* Exercise description: Lay out every line of the items below as a Markdown table with two columns, Row and Line, numbering the rows and leaving out blank lines.

[Records excerpted from a collection]
##########
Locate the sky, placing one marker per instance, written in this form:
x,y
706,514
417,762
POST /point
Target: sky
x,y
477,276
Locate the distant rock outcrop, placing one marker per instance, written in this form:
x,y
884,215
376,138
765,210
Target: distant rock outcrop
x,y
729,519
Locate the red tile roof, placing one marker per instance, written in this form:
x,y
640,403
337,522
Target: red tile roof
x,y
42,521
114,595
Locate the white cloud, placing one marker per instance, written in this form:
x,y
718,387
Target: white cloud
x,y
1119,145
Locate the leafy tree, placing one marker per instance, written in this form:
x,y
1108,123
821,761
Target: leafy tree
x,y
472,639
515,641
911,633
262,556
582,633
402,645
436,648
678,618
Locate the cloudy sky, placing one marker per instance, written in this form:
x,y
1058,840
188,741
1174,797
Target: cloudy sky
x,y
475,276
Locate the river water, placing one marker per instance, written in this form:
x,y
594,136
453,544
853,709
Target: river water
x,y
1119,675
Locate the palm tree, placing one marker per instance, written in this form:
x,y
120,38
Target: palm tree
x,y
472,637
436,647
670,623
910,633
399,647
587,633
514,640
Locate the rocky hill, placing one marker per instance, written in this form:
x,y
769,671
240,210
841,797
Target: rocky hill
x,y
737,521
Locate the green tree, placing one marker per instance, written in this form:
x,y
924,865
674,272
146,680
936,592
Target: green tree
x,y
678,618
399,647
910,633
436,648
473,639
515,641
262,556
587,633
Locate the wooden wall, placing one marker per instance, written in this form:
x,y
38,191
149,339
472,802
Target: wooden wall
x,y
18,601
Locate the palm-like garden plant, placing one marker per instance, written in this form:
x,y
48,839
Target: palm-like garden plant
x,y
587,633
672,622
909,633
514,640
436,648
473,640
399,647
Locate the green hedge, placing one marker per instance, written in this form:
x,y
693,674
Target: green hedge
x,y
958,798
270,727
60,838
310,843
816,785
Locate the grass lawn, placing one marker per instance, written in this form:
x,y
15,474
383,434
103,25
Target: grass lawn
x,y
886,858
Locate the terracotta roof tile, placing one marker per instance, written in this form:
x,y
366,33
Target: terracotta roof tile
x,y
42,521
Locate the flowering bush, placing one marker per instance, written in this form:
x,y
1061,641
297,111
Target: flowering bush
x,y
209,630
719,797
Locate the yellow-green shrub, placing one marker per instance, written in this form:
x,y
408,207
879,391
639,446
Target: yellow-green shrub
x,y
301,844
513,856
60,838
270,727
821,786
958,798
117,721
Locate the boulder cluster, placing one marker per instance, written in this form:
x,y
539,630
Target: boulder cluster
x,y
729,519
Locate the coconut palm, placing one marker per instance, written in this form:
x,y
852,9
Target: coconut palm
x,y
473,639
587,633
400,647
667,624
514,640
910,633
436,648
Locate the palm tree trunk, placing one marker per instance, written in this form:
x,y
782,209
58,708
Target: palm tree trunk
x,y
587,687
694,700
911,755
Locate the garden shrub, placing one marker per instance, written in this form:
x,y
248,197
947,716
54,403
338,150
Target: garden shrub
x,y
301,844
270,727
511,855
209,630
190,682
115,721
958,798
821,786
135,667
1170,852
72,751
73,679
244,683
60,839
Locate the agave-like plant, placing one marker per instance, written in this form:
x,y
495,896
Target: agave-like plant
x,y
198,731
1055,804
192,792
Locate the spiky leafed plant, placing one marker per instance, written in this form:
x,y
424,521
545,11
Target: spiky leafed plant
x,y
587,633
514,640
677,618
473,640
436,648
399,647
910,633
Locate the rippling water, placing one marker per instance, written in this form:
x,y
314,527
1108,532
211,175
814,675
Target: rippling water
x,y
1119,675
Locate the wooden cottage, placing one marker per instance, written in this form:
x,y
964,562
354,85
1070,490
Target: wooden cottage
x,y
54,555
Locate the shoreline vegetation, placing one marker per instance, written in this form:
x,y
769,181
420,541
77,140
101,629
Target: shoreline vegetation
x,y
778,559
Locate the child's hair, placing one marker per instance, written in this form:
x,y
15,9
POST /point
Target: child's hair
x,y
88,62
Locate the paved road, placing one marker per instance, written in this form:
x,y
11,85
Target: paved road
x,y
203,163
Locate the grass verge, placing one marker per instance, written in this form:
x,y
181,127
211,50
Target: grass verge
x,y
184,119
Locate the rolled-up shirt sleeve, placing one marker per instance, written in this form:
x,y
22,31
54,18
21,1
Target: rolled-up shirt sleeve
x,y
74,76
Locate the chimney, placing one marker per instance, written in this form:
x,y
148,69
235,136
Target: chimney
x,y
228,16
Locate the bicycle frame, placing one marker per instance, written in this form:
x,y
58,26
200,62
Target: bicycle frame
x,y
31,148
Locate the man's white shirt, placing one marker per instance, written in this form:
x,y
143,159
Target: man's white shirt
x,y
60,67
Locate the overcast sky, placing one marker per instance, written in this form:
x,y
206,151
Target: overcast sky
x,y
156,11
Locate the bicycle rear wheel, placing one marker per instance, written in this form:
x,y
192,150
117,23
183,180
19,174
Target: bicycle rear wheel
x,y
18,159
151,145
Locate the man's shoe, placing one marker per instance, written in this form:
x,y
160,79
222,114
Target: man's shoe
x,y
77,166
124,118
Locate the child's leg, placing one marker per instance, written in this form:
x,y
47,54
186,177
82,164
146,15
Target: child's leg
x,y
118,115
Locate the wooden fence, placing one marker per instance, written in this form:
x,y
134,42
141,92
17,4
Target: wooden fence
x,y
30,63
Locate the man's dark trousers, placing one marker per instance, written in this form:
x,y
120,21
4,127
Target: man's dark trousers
##########
* Final result:
| Row | Line |
|---|---|
| 1 | Locate the sky, placing one marker per instance, written in this form: |
| 2 | x,y |
| 3 | 706,514 |
| 4 | 417,762 |
| 5 | POST /point |
| 6 | Target: sky |
| 7 | x,y |
| 8 | 477,276 |
| 9 | Locate the distant rock outcrop, placing one marker per instance, written in this form: |
| 10 | x,y |
| 11 | 884,215 |
| 12 | 376,138 |
| 13 | 765,210 |
| 14 | Target: distant rock outcrop |
| 15 | x,y |
| 16 | 729,519 |
| 17 | Locate the red tile roof, placing one marker per instance, written in this form: |
| 18 | x,y |
| 19 | 640,403 |
| 20 | 337,522 |
| 21 | Target: red tile roof |
| 22 | x,y |
| 23 | 42,521 |
| 24 | 114,595 |
| 25 | Locate the white cloud, placing one marker per instance, written in this form: |
| 26 | x,y |
| 27 | 718,387 |
| 28 | Target: white cloud |
| 29 | x,y |
| 30 | 1119,145 |
| 31 | Locate the leafy tree, placing one marker per instance, written in this form: |
| 32 | x,y |
| 33 | 1108,123 |
| 34 | 821,761 |
| 35 | Target: leafy tree |
| 36 | x,y |
| 37 | 472,639 |
| 38 | 515,641 |
| 39 | 911,633 |
| 40 | 262,556 |
| 41 | 582,633 |
| 42 | 402,645 |
| 43 | 436,648 |
| 44 | 678,618 |
| 45 | Locate the cloudy sky, placing one marker per instance, written in this form: |
| 46 | x,y |
| 47 | 1058,840 |
| 48 | 188,741 |
| 49 | 1174,797 |
| 50 | Target: cloudy sky |
| 51 | x,y |
| 52 | 475,276 |
| 53 | Locate the river water, placing one marker per instance, written in this form: |
| 54 | x,y |
| 55 | 594,136 |
| 56 | 453,544 |
| 57 | 853,709 |
| 58 | Target: river water |
| 59 | x,y |
| 60 | 1119,675 |
| 61 | Locate the palm tree, placing one marker per instance, written in this form: |
| 62 | x,y |
| 63 | 120,38 |
| 64 | Target: palm tree |
| 65 | x,y |
| 66 | 472,637 |
| 67 | 436,647 |
| 68 | 670,623 |
| 69 | 910,633 |
| 70 | 399,647 |
| 71 | 587,633 |
| 72 | 514,640 |
| 73 | Locate the rocky hill, placing one marker per instance, written in this form: |
| 74 | x,y |
| 75 | 769,671 |
| 76 | 240,210 |
| 77 | 841,797 |
| 78 | Target: rocky hill |
| 79 | x,y |
| 80 | 737,521 |
| 81 | Locate the green tree, placing one marker per instance, written in this form: |
| 82 | x,y |
| 83 | 924,865 |
| 84 | 674,272 |
| 85 | 146,680 |
| 86 | 936,592 |
| 87 | Target: green tree |
| 88 | x,y |
| 89 | 678,618 |
| 90 | 399,647 |
| 91 | 910,633 |
| 92 | 436,648 |
| 93 | 473,639 |
| 94 | 515,641 |
| 95 | 262,556 |
| 96 | 587,633 |
| 97 | Locate the wooden wall, placing one marker per instance, written in this form: |
| 98 | x,y |
| 99 | 38,191 |
| 100 | 149,339 |
| 101 | 472,802 |
| 102 | Target: wooden wall |
| 103 | x,y |
| 104 | 18,601 |
| 105 | Locate the palm-like garden plant, placing one marker per instance, written in this form: |
| 106 | x,y |
| 107 | 48,839 |
| 108 | Target: palm-like garden plant |
| 109 | x,y |
| 110 | 587,633 |
| 111 | 672,622 |
| 112 | 909,633 |
| 113 | 514,640 |
| 114 | 436,648 |
| 115 | 473,640 |
| 116 | 399,647 |
| 117 | Locate the green hedge, placing one marker per instance, written in this form: |
| 118 | x,y |
| 119 | 693,674 |
| 120 | Target: green hedge |
| 121 | x,y |
| 122 | 958,798 |
| 123 | 270,727 |
| 124 | 60,838 |
| 125 | 310,843 |
| 126 | 816,785 |
| 127 | Locate the grass lawn, placing one marker per instance, written in this form: |
| 128 | x,y |
| 129 | 15,474 |
| 130 | 383,434 |
| 131 | 103,25 |
| 132 | Target: grass lawn |
| 133 | x,y |
| 134 | 886,858 |
| 135 | Locate the terracotta roof tile, placing one marker per instance, written in this form: |
| 136 | x,y |
| 137 | 366,33 |
| 138 | Target: terracotta roof tile |
| 139 | x,y |
| 140 | 42,521 |
| 141 | Locate the flowering bush, placing one marker per instance, written in this form: |
| 142 | x,y |
| 143 | 1061,641 |
| 144 | 297,111 |
| 145 | Target: flowering bush |
| 146 | x,y |
| 147 | 209,630 |
| 148 | 719,797 |
| 149 | Locate the yellow-green shrub, placing one marker per instance, written in this form: |
| 150 | x,y |
| 151 | 408,207 |
| 152 | 879,391 |
| 153 | 639,446 |
| 154 | Target: yellow-green shrub |
| 155 | x,y |
| 156 | 301,844 |
| 157 | 513,856 |
| 158 | 60,838 |
| 159 | 270,727 |
| 160 | 821,786 |
| 161 | 958,798 |
| 162 | 117,721 |
| 163 | Locate the boulder cluster, placing one marker per instance, written in this form: |
| 164 | x,y |
| 165 | 539,630 |
| 166 | Target: boulder cluster |
| 167 | x,y |
| 168 | 729,519 |
| 169 | Locate the coconut palm, placing one marker per instance, written in this form: |
| 170 | x,y |
| 171 | 852,9 |
| 172 | Target: coconut palm |
| 173 | x,y |
| 174 | 473,639 |
| 175 | 587,633 |
| 176 | 400,647 |
| 177 | 667,624 |
| 178 | 514,640 |
| 179 | 910,633 |
| 180 | 436,648 |
| 181 | Locate the palm tree trunk, placing one marker per instance, written in this form: |
| 182 | x,y |
| 183 | 782,209 |
| 184 | 58,708 |
| 185 | Target: palm tree trunk |
| 186 | x,y |
| 187 | 587,687 |
| 188 | 694,700 |
| 189 | 911,755 |
| 190 | Locate the garden shrub, placing one marker per instance, written in this form: |
| 191 | x,y |
| 192 | 248,197 |
| 193 | 947,716 |
| 194 | 54,403 |
| 195 | 338,150 |
| 196 | Target: garden shrub |
| 197 | x,y |
| 198 | 301,844 |
| 199 | 270,727 |
| 200 | 511,855 |
| 201 | 209,630 |
| 202 | 190,682 |
| 203 | 115,721 |
| 204 | 958,798 |
| 205 | 821,786 |
| 206 | 135,667 |
| 207 | 1170,852 |
| 208 | 72,751 |
| 209 | 73,679 |
| 210 | 244,683 |
| 211 | 60,839 |
| 212 | Locate the agave-like plant, placing one marker per instance, written in this form: |
| 213 | x,y |
| 214 | 495,896 |
| 215 | Target: agave-like plant |
| 216 | x,y |
| 217 | 198,731 |
| 218 | 1055,804 |
| 219 | 192,792 |
| 220 | Locate the spiky leafed plant, placing one marker per instance, written in this form: |
| 221 | x,y |
| 222 | 424,521 |
| 223 | 545,11 |
| 224 | Target: spiky leafed plant |
| 225 | x,y |
| 226 | 587,633 |
| 227 | 514,640 |
| 228 | 677,618 |
| 229 | 473,640 |
| 230 | 436,648 |
| 231 | 399,647 |
| 232 | 910,633 |
| 233 | Locate the rippling water, placing one marker per instance, written in this form: |
| 234 | x,y |
| 235 | 314,527 |
| 236 | 1108,532 |
| 237 | 211,175 |
| 238 | 814,675 |
| 239 | Target: rippling water |
| 240 | x,y |
| 241 | 1119,675 |
| 242 | Locate the wooden cottage, placing one marker per instance, written in this form: |
| 243 | x,y |
| 244 | 964,562 |
| 245 | 354,85 |
| 246 | 1070,490 |
| 247 | Target: wooden cottage |
| 248 | x,y |
| 249 | 54,555 |
| 250 | Locate the shoreline vegetation, placing one marker per instance, written in this form: |
| 251 | x,y |
| 252 | 769,181 |
| 253 | 420,541 |
| 254 | 77,140 |
| 255 | 101,629 |
| 256 | Target: shoreline vegetation |
| 257 | x,y |
| 258 | 778,559 |
| 259 | Locate the child's hair, placing one marker per instance, written in this form: |
| 260 | x,y |
| 261 | 15,9 |
| 262 | POST /point |
| 263 | Target: child's hair |
| 264 | x,y |
| 265 | 88,62 |
| 266 | Locate the paved road, placing one marker per instance, written in this form: |
| 267 | x,y |
| 268 | 11,85 |
| 269 | Target: paved road |
| 270 | x,y |
| 271 | 203,163 |
| 272 | Locate the grass verge, placing one marker per instance, written in this form: |
| 273 | x,y |
| 274 | 181,127 |
| 275 | 211,50 |
| 276 | Target: grass verge |
| 277 | x,y |
| 278 | 184,119 |
| 279 | Locate the rolled-up shirt sleeve, placing one marker per instance, written in this form: |
| 280 | x,y |
| 281 | 22,31 |
| 282 | 54,18 |
| 283 | 21,1 |
| 284 | Target: rolled-up shirt sleeve |
| 285 | x,y |
| 286 | 74,76 |
| 287 | Locate the chimney, placing one marker per instance, written in this form: |
| 288 | x,y |
| 289 | 148,69 |
| 290 | 235,136 |
| 291 | Target: chimney |
| 292 | x,y |
| 293 | 228,16 |
| 294 | Locate the bicycle frame, placing one marker per instance, written in this form: |
| 295 | x,y |
| 296 | 58,26 |
| 297 | 200,62 |
| 298 | Target: bicycle frame |
| 299 | x,y |
| 300 | 31,148 |
| 301 | Locate the man's white shirt, placing one marker per instance, written in this form: |
| 302 | x,y |
| 303 | 143,159 |
| 304 | Target: man's white shirt |
| 305 | x,y |
| 306 | 60,67 |
| 307 | Locate the overcast sky, placing one marker per instance, written in this form: |
| 308 | x,y |
| 309 | 206,151 |
| 310 | Target: overcast sky |
| 311 | x,y |
| 312 | 156,11 |
| 313 | Locate the bicycle rear wheel, placing one marker per instance, written in this form: |
| 314 | x,y |
| 315 | 192,150 |
| 316 | 117,23 |
| 317 | 183,180 |
| 318 | 19,174 |
| 319 | Target: bicycle rear wheel |
| 320 | x,y |
| 321 | 18,159 |
| 322 | 151,145 |
| 323 | Locate the man's shoe, placing one marker per instance, written in this form: |
| 324 | x,y |
| 325 | 160,79 |
| 326 | 222,114 |
| 327 | Target: man's shoe |
| 328 | x,y |
| 329 | 77,166 |
| 330 | 124,118 |
| 331 | Locate the child's leg, placing one marker per instance, written in this form: |
| 332 | x,y |
| 333 | 47,54 |
| 334 | 186,177 |
| 335 | 82,164 |
| 336 | 146,15 |
| 337 | Target: child's leg |
| 338 | x,y |
| 339 | 118,115 |
| 340 | Locate the wooden fence, placing one marker per instance, written in this form: |
| 341 | x,y |
| 342 | 134,42 |
| 343 | 141,92 |
| 344 | 17,4 |
| 345 | Target: wooden fence |
| 346 | x,y |
| 347 | 30,63 |
| 348 | Locate the man's dark trousers, placing one marker per instance, written in this form: |
| 349 | x,y |
| 350 | 120,21 |
| 351 | 4,127 |
| 352 | Target: man's dark trousers |